▶ _Descripción del ejercicio_:
Selecciona y copia cada línea de los ítems que contenga la palabra "bounding", distinguiendo entre mayúsculas y minúsculas.

◆ ◆ ◆ ◆ ◆

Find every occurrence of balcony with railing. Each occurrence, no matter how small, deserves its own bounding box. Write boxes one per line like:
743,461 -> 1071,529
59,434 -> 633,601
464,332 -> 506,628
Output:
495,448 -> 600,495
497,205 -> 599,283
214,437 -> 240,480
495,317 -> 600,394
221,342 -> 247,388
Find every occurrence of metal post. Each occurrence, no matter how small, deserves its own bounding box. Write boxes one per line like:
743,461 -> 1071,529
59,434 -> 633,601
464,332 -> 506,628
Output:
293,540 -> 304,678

◆ ◆ ◆ ◆ ◆

▶ _Resultado del ejercicio_:
Find every occurrence of balcony with railing. Each occurrence, no matter how small, deserves its own bounding box. Write boxes one per line like:
Find every occurrence of metal post. Each occurrence, no matter how small, deserves its own bounding box. Write boxes one per line like:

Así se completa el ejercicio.